ASSIGNED TASK | Count every line in the following entries where the word "bicycle" appears. Give the count alone.

Natural language region descriptions:
- - - - -

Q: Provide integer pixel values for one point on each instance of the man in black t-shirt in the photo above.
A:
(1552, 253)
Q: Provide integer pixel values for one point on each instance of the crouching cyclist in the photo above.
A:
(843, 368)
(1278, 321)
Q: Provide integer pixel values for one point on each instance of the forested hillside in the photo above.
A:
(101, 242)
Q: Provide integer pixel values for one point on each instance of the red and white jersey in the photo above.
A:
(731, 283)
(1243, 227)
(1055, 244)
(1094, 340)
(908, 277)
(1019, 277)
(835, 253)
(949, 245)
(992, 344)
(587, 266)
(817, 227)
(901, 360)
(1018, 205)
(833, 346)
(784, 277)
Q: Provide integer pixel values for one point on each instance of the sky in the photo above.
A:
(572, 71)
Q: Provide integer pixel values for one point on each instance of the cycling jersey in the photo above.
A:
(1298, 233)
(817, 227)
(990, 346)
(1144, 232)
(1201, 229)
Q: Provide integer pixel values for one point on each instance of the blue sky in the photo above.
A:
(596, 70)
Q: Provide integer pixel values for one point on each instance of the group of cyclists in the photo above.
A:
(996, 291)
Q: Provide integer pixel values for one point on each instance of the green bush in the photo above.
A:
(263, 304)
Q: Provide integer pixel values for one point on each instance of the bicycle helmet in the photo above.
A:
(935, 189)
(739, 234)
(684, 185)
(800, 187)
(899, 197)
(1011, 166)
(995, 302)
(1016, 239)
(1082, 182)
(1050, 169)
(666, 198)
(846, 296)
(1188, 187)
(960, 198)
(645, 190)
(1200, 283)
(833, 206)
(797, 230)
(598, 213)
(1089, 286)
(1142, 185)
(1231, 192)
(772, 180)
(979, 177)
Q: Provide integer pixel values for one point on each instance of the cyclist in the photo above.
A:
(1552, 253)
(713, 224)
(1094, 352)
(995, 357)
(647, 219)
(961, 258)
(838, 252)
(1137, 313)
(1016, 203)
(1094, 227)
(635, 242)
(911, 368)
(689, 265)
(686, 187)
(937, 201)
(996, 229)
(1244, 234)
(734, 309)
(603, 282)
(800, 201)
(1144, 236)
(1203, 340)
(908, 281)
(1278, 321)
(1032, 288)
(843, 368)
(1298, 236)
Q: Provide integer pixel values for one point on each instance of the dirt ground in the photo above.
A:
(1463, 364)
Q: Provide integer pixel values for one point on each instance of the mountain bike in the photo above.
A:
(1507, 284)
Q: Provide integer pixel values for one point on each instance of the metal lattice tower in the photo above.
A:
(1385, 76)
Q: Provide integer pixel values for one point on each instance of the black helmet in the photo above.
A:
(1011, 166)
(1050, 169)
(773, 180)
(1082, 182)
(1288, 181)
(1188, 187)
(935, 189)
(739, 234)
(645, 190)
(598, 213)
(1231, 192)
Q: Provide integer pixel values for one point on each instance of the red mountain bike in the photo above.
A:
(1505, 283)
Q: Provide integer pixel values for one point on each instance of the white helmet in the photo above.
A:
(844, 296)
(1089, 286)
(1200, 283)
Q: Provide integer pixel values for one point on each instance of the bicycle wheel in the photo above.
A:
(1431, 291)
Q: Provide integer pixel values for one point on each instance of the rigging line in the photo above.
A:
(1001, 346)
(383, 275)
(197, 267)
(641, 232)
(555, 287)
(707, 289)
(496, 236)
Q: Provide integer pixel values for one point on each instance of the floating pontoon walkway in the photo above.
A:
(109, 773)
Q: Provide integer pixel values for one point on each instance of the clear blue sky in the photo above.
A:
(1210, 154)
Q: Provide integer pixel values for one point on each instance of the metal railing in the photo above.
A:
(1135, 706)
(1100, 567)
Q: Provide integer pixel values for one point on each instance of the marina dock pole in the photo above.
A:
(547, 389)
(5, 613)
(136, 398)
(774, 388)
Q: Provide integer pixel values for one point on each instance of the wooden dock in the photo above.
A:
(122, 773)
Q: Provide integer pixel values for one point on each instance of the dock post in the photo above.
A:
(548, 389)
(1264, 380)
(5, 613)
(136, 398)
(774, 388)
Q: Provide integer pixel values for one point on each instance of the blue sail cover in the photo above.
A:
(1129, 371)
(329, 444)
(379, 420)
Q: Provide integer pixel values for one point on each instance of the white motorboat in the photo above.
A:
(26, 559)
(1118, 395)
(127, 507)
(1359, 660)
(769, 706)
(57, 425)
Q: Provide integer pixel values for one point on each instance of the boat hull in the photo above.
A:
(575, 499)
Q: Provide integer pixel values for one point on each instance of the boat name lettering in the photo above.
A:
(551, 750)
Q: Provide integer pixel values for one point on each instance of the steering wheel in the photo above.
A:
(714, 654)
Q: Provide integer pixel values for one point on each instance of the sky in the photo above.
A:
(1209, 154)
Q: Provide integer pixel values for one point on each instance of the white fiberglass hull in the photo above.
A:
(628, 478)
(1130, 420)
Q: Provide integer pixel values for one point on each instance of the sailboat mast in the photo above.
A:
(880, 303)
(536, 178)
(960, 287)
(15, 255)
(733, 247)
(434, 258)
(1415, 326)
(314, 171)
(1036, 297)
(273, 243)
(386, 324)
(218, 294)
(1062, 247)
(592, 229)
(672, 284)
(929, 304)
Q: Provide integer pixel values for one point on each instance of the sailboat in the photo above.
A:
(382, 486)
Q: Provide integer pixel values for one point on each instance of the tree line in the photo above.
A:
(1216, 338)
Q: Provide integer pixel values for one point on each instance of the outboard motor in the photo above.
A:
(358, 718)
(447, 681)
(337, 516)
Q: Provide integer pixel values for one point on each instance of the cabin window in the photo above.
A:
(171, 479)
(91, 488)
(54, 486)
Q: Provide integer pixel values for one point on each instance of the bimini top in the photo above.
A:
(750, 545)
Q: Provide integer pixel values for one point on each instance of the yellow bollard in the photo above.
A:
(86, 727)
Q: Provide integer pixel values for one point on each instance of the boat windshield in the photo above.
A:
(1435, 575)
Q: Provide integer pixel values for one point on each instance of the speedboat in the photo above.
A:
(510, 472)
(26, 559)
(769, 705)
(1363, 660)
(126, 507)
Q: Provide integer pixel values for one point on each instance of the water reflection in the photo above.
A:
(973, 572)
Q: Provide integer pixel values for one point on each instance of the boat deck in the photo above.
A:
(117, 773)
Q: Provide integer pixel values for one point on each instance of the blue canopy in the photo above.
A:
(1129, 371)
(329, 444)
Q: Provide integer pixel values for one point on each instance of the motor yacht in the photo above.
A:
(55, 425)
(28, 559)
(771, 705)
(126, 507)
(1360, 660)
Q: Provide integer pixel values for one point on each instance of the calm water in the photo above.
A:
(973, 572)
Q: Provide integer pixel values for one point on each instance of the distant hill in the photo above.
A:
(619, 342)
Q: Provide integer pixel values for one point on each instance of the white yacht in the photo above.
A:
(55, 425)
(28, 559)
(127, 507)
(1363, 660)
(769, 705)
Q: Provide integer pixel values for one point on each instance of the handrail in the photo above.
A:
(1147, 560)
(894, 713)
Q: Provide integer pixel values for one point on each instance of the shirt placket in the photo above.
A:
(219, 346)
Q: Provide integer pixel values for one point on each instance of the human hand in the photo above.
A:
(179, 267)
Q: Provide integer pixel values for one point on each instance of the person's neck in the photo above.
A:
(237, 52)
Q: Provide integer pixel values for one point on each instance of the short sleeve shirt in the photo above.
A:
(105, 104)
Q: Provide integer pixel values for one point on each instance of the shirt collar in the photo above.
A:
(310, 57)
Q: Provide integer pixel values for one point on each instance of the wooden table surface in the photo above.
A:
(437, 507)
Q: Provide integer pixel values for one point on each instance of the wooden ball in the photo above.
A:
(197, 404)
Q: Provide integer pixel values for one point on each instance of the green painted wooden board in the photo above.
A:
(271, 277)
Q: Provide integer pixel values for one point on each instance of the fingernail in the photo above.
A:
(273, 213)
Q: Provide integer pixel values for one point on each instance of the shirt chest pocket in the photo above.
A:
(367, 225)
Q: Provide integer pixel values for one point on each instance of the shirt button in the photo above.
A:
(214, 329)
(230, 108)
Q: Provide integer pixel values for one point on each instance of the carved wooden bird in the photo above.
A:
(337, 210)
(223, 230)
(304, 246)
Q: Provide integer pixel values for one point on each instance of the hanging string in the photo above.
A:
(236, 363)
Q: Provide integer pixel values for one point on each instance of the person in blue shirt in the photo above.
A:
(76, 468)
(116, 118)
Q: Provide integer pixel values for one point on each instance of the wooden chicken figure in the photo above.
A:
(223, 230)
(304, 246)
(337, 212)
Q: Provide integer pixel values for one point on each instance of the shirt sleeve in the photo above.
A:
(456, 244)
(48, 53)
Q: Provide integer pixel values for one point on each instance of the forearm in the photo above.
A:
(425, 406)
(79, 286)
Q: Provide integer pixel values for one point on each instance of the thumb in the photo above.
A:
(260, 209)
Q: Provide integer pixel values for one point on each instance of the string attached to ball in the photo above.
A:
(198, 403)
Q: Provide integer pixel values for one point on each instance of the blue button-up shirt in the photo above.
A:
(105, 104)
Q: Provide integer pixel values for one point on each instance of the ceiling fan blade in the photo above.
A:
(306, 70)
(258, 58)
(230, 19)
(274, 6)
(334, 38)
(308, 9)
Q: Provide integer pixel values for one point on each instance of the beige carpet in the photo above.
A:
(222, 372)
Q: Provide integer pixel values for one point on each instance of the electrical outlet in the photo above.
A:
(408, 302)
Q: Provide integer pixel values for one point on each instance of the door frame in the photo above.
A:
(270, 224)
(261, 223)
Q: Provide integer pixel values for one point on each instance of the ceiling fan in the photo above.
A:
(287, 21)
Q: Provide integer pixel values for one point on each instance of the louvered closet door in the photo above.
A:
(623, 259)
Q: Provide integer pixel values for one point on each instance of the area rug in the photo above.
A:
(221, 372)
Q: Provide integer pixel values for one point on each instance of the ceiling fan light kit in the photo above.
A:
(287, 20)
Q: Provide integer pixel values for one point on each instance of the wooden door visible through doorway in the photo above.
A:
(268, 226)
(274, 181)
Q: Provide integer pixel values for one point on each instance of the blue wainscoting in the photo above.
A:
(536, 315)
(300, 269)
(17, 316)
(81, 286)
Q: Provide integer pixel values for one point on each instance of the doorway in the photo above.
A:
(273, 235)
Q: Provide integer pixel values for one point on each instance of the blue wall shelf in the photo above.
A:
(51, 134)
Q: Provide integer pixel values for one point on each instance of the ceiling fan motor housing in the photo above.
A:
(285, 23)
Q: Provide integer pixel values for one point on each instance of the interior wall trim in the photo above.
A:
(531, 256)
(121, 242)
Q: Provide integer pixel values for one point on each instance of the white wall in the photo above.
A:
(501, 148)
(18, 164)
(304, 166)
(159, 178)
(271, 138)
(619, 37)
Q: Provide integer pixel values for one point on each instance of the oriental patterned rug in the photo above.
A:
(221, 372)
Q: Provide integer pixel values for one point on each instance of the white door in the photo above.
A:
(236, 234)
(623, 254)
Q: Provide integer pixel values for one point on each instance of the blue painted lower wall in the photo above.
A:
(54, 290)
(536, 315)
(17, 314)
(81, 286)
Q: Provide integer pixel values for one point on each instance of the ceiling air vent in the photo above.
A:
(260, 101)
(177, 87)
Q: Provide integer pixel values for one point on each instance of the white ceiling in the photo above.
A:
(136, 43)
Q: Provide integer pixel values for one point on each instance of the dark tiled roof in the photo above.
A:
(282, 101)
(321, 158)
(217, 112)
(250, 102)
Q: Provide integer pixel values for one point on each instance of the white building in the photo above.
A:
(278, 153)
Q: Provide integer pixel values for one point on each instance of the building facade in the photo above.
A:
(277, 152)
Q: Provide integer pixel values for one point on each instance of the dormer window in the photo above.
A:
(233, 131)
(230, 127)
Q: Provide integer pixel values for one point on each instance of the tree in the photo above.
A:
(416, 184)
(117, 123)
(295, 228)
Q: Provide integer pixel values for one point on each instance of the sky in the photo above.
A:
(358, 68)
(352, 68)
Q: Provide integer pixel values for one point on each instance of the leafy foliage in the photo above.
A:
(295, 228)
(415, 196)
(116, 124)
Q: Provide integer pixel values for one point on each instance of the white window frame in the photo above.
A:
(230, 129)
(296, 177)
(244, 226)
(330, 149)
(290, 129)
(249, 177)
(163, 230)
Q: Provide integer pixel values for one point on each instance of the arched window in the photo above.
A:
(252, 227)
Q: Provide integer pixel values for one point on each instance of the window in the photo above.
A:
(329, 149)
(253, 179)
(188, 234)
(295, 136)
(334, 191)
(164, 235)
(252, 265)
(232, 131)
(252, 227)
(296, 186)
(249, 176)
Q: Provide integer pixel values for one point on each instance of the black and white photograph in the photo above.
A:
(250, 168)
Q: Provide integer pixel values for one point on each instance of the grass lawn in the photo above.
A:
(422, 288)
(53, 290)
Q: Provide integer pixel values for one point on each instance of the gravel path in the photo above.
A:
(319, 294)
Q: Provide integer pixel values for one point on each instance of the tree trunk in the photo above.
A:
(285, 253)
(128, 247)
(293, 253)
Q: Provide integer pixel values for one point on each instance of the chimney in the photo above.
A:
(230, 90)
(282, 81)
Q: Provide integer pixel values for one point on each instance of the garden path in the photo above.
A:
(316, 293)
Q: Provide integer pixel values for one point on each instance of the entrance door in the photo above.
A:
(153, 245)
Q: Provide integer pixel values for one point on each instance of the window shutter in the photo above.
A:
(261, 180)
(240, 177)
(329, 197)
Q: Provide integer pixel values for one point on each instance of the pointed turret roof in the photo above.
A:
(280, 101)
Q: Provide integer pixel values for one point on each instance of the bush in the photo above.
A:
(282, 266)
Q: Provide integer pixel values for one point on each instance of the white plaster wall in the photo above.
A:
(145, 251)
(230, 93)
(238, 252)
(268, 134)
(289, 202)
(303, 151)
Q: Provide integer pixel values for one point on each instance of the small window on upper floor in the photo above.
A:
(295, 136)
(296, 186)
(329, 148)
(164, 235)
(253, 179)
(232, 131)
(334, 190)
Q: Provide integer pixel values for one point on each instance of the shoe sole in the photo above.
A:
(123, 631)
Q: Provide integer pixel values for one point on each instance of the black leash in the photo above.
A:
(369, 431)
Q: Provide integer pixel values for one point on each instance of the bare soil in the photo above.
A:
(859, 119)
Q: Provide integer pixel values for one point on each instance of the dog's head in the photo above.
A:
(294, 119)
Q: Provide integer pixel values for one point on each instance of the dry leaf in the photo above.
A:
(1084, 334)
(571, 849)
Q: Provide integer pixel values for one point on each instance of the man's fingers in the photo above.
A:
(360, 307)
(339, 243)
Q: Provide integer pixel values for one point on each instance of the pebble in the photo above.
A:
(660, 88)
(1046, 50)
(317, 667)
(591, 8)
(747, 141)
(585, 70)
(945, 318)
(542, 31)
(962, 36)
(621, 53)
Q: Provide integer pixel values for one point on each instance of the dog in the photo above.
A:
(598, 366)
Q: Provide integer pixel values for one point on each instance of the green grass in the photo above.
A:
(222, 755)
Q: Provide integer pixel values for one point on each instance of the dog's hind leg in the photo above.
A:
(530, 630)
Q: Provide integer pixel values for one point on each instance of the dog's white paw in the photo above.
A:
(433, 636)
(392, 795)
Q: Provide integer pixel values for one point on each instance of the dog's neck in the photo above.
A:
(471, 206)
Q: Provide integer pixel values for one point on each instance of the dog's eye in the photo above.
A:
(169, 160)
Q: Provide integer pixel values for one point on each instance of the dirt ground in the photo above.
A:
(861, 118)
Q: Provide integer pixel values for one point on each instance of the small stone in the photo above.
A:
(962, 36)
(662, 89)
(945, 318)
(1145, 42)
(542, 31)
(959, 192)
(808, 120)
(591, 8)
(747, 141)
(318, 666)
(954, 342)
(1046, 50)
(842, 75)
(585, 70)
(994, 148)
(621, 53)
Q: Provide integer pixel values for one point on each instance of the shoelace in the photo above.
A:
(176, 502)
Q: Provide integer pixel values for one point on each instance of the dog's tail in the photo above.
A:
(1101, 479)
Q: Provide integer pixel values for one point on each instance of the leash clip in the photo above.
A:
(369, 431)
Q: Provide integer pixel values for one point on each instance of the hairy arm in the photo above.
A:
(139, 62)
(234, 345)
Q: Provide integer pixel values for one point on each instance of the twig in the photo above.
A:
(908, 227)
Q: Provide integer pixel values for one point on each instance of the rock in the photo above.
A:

- - - - -

ANSWER BOX | 2